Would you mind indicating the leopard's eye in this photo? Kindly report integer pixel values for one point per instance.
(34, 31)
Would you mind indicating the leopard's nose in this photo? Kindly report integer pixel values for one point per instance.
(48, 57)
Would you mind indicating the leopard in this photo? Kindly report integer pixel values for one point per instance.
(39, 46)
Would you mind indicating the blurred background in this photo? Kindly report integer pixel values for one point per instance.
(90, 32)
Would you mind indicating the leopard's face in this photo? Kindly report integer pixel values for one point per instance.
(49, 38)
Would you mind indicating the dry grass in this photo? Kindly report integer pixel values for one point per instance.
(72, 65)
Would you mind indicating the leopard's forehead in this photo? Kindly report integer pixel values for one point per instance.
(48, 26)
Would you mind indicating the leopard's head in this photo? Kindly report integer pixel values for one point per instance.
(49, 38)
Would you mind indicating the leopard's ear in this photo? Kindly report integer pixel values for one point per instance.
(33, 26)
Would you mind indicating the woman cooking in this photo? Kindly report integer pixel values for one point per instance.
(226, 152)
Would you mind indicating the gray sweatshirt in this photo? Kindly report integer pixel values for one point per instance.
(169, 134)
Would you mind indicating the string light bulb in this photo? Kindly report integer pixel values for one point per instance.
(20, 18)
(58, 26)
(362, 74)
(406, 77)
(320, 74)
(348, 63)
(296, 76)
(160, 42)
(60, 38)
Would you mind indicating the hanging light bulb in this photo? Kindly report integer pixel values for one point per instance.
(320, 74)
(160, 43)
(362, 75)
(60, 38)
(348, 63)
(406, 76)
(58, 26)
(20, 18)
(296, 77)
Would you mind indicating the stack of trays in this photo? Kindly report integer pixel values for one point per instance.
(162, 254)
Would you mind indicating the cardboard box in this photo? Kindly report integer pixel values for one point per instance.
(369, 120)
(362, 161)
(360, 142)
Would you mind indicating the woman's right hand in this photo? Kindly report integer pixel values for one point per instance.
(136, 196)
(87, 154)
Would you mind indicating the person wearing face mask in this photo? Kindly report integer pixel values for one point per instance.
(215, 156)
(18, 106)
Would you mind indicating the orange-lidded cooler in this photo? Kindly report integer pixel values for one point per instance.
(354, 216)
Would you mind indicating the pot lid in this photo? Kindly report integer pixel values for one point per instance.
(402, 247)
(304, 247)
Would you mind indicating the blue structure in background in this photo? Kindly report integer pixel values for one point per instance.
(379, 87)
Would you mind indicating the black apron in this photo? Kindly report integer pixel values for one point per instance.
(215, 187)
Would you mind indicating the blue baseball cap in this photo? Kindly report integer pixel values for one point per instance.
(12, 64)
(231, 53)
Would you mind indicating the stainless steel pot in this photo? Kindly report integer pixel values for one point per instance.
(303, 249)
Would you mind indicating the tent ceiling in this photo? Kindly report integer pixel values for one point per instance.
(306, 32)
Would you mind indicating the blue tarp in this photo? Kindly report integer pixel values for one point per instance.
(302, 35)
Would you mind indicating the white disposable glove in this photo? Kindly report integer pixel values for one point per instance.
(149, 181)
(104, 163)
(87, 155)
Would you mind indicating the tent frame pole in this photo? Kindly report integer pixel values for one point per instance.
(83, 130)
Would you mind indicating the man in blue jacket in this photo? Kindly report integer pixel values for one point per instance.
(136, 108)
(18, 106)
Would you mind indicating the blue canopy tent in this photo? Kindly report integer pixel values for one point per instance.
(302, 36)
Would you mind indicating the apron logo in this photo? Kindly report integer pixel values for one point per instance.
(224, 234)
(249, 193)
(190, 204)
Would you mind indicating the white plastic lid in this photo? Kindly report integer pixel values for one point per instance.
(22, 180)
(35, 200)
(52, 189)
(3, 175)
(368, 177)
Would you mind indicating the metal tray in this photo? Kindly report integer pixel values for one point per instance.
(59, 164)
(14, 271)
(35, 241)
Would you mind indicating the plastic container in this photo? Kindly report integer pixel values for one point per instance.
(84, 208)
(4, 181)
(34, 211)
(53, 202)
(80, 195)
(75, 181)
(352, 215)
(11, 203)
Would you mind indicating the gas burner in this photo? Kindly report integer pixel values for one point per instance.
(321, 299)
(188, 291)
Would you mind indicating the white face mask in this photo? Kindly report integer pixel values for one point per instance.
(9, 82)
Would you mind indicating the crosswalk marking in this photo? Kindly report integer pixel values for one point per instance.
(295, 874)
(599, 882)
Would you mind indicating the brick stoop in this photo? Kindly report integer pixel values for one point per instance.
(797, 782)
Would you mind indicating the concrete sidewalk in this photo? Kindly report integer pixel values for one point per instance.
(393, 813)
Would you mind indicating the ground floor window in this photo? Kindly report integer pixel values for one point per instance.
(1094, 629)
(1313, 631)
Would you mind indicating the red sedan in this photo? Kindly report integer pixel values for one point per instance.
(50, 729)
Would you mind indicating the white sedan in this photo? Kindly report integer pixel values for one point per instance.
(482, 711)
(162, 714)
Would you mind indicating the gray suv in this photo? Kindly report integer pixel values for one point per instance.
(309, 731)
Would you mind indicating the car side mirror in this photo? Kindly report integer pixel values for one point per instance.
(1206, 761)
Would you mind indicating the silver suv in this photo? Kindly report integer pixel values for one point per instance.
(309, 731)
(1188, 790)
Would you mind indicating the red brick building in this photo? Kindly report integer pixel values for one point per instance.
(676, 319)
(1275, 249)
☆ ☆ ☆ ☆
→ THE TASK:
Copy out the part of the data that opens with the line containing "Would you mind indicating the gray suv" and runs through the end of the data, requests included. Shift every point coordinate in the answers by -92.

→ TASK OUTPUT:
Would you mind indicating the gray suv in this photo? Kindly report integer pixel values for one point per instance.
(217, 639)
Would you mind indicating the car side mirror in this photo? Kindly report integer pixel values for one point per instance.
(1114, 669)
Would you mind indicating the silver suv in this photo? Kindly report integer pixel values for one point per instance.
(217, 639)
(1096, 698)
Would you mind indicating the red brick building in this photo? Kindly report integer pixel values for one point per instance.
(584, 227)
(1183, 157)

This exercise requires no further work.